_Task directions_
Emit the entire listing verbatim.

Object pointing dataset rows
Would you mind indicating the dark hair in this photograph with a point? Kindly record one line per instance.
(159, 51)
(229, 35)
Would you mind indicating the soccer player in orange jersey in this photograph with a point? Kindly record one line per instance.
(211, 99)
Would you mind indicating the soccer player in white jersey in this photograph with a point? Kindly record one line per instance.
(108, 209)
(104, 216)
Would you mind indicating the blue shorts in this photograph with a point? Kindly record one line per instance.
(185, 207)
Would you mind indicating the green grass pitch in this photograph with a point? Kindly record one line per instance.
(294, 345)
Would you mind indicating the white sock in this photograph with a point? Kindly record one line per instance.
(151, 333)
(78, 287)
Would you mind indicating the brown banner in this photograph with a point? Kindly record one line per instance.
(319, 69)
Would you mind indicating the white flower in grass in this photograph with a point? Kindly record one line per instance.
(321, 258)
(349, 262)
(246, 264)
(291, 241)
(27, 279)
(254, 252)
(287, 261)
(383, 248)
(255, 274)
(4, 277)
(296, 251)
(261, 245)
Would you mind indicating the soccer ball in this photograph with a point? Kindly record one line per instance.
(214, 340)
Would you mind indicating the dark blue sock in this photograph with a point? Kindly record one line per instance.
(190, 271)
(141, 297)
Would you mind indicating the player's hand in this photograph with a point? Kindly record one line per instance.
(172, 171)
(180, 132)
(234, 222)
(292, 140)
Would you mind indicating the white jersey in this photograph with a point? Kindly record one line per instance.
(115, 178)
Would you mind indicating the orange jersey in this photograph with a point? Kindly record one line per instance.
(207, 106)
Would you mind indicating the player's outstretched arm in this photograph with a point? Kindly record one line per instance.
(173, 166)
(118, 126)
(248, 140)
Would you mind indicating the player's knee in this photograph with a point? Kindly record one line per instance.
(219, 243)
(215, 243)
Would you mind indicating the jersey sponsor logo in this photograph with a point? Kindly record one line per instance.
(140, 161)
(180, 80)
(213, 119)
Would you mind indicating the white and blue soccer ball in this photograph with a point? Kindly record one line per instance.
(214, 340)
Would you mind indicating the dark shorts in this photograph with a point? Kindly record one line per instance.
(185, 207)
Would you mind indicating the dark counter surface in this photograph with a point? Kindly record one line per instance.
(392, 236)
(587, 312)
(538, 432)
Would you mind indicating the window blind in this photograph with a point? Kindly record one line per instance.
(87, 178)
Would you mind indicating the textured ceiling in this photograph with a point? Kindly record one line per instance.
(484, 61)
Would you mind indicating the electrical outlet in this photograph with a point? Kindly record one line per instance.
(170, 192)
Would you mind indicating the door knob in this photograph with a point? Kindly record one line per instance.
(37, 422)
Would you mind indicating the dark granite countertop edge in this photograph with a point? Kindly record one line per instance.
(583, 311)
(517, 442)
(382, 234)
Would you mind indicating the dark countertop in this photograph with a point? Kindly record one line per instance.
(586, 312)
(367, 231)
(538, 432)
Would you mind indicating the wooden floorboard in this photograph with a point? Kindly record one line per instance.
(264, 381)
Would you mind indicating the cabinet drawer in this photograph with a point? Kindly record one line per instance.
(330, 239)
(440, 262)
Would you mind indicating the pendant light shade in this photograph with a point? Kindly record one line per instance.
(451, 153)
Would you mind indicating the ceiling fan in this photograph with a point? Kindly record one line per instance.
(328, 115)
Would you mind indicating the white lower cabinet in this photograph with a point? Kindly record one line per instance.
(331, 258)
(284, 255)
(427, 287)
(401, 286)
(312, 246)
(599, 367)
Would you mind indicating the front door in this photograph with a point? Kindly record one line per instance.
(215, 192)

_Solved exercise_
Would you mind indicating the dark hair in this photograph with a point? Kindly record one line per instance.
(159, 51)
(229, 35)
Would you mind indicating the soccer player in orange jersey in this photograph with a point? Kindly record one line per instance.
(211, 99)
Would you mind indicating the soccer player in white jersey in this photograph with a point? Kindly record one line per instance.
(108, 209)
(104, 216)
Would you mind indicating the blue shorts in this photograph with a point? Kindly record one line per instance.
(185, 207)
Would you mind indicating the green grass pitch in this photograph with a point? Kindly record one line per instance.
(294, 345)
Would you mind indicating the white sock in this photograph with a point? Kindly record one line per instance.
(151, 333)
(78, 287)
Would you mind indicating the brown banner in this photograph with a point? Kindly record one line per instance.
(319, 69)
Would you mind indicating the white flower in grass in this photograph with a point? Kindly record one line per instance.
(321, 258)
(349, 262)
(246, 264)
(291, 241)
(27, 279)
(254, 252)
(287, 261)
(383, 248)
(255, 274)
(4, 277)
(296, 251)
(261, 245)
Would you mind indicating the soccer ball in this photograph with a point? Kindly record one line per instance.
(214, 340)
Would you mind indicating the dark blue sock in this photograph with a point? Kindly record one line per instance.
(190, 271)
(141, 297)
Would you mind indicating the player's hand in this photograph with a point? Kindly record one line per instance.
(172, 171)
(180, 132)
(234, 222)
(292, 140)
Would you mind indicating the white jersey in this photograph with a point? Kindly record one line per instance.
(115, 178)
Would you mind indicating the orange jersey in this photograph with a point? Kindly record one line per instance.
(207, 106)
Would you mind indicating the player's outstretched arm in this photograph with a point? Kindly record one line per instance.
(173, 166)
(118, 126)
(248, 140)
Would you mind indicating the player's knee in this photograph with a point? Kindly record one line per instance.
(219, 243)
(215, 243)
Would you mind indicating the jersey sponsor logo in this photograph with a point? Kindly record one line per instance.
(140, 161)
(180, 80)
(213, 119)
Would you mind indicating the white and blue soccer ball in this photograph with a point? Kindly record one line per instance.
(214, 340)
Would you mind indicating the dark shorts in this photograph with a point? Kindly record one line per instance.
(185, 207)
Would you mind indicating the dark counter surface in this photograph with a point? Kindly record one line per instance.
(392, 236)
(587, 312)
(538, 432)
Would you mind indicating the window blind in this photograph with a point? Kindly record one line per instance.
(87, 178)
Would you mind indicating the textured ceiling in this photograph with a point? Kindly record one line per instance.
(484, 61)
Would you mind indicating the electrical outlet in this photograph with a point? Kindly record one line per instance.
(170, 192)
Would you mind indicating the door knob in this photograph with a point? Kindly record one line per instance.
(37, 422)
Would you mind indicating the dark granite countertop edge in this photograph with a point? Kindly record one line per instance.
(583, 311)
(517, 442)
(382, 234)
Would you mind indicating the dark countertop in this photograph with a point? Kindly record one line per instance.
(586, 312)
(367, 231)
(538, 432)
Would you mind indicating the wooden floorboard in this photograph with a point? Kindly record one line per instance.
(264, 381)
Would you mind indicating the cabinet drawer in this photograph with a point? Kindly record one line per instance.
(330, 239)
(440, 262)
Would you mind indicating the pendant light shade in this photograph with a point? Kindly record one line per instance.
(451, 153)
Would you mind indicating the ceiling fan in this photograph with a point? Kindly record one line per instance.
(328, 115)
Would you mind indicating the white lower cabinet in this photograph with a point? Kindly record one line per instance.
(331, 258)
(284, 255)
(427, 287)
(401, 286)
(312, 246)
(599, 367)
Would you mind indicating the front door in this photograph with a point? Kindly record one line per instance.
(215, 192)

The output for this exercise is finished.